Wednesday, April 27, 2011

NBN Champions

The distressing fact about the NBN remains the fact that whether we need it remains "contested ground". Malcolm Turnbull continues to make inroads by repeating that no one can tell him why every household needs 100Mbps. He might like to reflect on the fact that when he first ran OzEmail and all customers used 300bps he probably couldn't have imagined why anyone would even need 1Mbps.

News today that the Government is planning a campaign based on twelve NBN champions. Pity that one of the names, Rosemary Sinclair, has already resigned as CEO of ATUG.

The item continues;

Details of the campaign are expected next month, when the government is set to unveil a strategy for turning Australia into a ''world-leading'' digital economy by 2020, when the network is due to be nearly complete.

Under the national digital economy strategy, the government has pledged to introduce policies that will help households and businesses make the most of the network, as well as providing a "road map of what an NBN-enabled world will look like"


This is a much looked forward to announcement planned for late May by Senator Conroy. This is the next stage following the string of Digital Economy initiatives. The current foundation stone of that is the document Future Directions of the Digital Economy.

I have a distinct disagreement with the government over the definition of the Digital Economy, and as a consequence the correct policy response.

The Government defines the Digital Economy as;

The global network of economic and social activities that are enabled by information and communications technologies, such as the internet, mobile and sensor networks.

As a definition this at best defines part of the economy. Its limitation is the failure to recognise ICT as a General Purpose Technology (GPT) and hence that ALL economic activity is impacted or enabled in some way. A farmer who uses the Bureau of Meteorology website to access a weather forecast to decide when to plant or harvest is engaged in a digital economy activity.
•••••
**Apply what you read:**
1) In the post on the NBN, which of the named NBN champions has already resigned as CEO of ATUG?
2) Carry on the post about the NBN and the Digital Economy from its last sentence.

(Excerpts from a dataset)
•••••
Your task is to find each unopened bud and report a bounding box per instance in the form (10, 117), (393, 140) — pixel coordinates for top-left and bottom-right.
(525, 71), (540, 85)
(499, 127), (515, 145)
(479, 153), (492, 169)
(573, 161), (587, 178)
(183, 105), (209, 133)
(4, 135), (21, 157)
•••••
**Answers:**
1) Rosemary Sinclair

2)
To see the distinction imagine if we defined the Industrial Economy as the global and social activities enabled by the steam engine, internal combustion engine and electric motor?

The change from an agricultural society to the modern industrial society that accompanied these technologies has not just been one of degree (i.e. of productivity), but of kind. Both capitalism as we know it, and democracy as we know it were products of the industrial revolution.

Phillip Bobbit's thesis is that ICTs were one of the two defining technologies (along with weapons of mass destruction) that brought the long war from 1914 to 1990 to an end. The question he then poses is what does the "constitutional order" of the market state look like.

There is plenty of evidence that the societies that work out the constitutional order for new epochs (to use Marx's term) first are the most successful.

The Government in its strategy states;

The key elements to a successful digital economy are a Government that is digitally aware and enabling; industry that is digitally confident, innovative and skilled; and a community that is digitally empowered and literate.

To that needs to be added "a Government and society that are prepared to examine the implications of the digital economy on the organisation of the economy and to react positively to the change."